▶ [THE EXERCISE]:
Convert the data from the line containing "Highlight doormat." through the line containing "xmin=0 ymin=67 xmax=11 ymax=123" into a two-column CSV headed input and output. Give one row for each input paired with its answer, quote every field, and replace line breaks with spaces.

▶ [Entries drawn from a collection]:
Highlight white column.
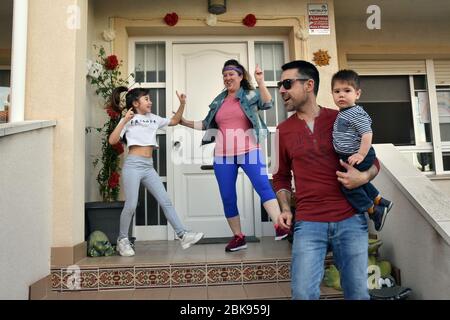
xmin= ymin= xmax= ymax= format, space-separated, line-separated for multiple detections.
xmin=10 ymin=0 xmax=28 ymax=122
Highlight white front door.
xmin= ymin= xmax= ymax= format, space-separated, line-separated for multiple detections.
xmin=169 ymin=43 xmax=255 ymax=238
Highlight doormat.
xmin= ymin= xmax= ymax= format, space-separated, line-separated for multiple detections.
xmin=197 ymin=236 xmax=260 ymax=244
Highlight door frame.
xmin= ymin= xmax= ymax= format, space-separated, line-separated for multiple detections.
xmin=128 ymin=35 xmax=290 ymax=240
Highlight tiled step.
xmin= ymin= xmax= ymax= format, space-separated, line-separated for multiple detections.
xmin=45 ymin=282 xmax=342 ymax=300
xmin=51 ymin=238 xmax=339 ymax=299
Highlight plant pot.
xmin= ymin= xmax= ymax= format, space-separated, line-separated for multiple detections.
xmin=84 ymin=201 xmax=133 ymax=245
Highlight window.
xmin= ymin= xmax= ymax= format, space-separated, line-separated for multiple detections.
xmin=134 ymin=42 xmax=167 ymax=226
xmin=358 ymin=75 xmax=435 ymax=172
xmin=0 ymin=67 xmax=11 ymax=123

---

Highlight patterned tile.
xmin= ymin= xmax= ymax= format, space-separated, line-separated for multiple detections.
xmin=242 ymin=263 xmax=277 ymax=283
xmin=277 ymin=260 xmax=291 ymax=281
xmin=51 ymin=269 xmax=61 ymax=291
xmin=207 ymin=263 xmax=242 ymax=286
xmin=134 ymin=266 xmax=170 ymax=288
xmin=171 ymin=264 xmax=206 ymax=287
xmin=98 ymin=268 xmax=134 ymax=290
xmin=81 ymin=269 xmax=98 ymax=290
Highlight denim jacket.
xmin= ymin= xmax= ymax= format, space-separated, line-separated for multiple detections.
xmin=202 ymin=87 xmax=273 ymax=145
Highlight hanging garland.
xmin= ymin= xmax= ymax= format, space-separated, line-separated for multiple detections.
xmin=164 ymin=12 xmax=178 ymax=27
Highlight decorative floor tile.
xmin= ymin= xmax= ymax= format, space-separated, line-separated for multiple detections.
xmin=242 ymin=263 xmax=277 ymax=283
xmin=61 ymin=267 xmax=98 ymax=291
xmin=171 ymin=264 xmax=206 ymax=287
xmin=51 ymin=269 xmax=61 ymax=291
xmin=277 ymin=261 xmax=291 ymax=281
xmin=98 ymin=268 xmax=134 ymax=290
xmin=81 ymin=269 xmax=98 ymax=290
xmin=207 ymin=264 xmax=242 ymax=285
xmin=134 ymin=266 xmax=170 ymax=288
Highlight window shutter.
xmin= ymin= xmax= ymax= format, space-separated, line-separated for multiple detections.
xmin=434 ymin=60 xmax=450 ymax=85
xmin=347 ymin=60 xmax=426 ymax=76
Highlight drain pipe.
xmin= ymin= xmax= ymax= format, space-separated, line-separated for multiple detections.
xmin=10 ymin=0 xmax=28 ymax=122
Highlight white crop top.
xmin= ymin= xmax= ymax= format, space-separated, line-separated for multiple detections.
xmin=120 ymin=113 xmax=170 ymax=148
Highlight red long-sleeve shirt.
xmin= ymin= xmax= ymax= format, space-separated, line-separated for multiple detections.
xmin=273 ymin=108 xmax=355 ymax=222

* * *

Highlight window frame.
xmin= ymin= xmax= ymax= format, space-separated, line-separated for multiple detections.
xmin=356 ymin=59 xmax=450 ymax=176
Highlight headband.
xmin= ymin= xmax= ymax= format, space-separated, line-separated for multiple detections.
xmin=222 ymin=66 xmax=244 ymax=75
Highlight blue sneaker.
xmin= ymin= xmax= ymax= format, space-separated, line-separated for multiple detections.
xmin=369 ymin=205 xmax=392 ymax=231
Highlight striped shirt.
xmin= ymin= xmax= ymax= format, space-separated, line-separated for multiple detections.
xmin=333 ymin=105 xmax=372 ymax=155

▶ [ANSWER TO THE PROBLEM]:
input,output
"Highlight doormat. xmin= ymin= xmax= ymax= format, space-separated, line-separated for multiple detections.","xmin=197 ymin=236 xmax=260 ymax=244"
"Highlight door frame. xmin= ymin= xmax= ymax= format, space-separated, line-separated for multiple detections.","xmin=128 ymin=35 xmax=290 ymax=240"
"Highlight tiled step. xmin= ymin= xmax= ymax= format, space-separated, line-separated for multiple detections.","xmin=45 ymin=282 xmax=342 ymax=300 xmin=51 ymin=238 xmax=339 ymax=299"
"Highlight plant pot. xmin= ymin= xmax= ymax= format, space-separated, line-separated for multiple detections.","xmin=84 ymin=201 xmax=133 ymax=245"
"Highlight window. xmin= ymin= xmax= ymax= format, space-separated, line-separated for multiple detections.","xmin=134 ymin=42 xmax=167 ymax=226 xmin=358 ymin=75 xmax=435 ymax=172 xmin=0 ymin=67 xmax=11 ymax=123"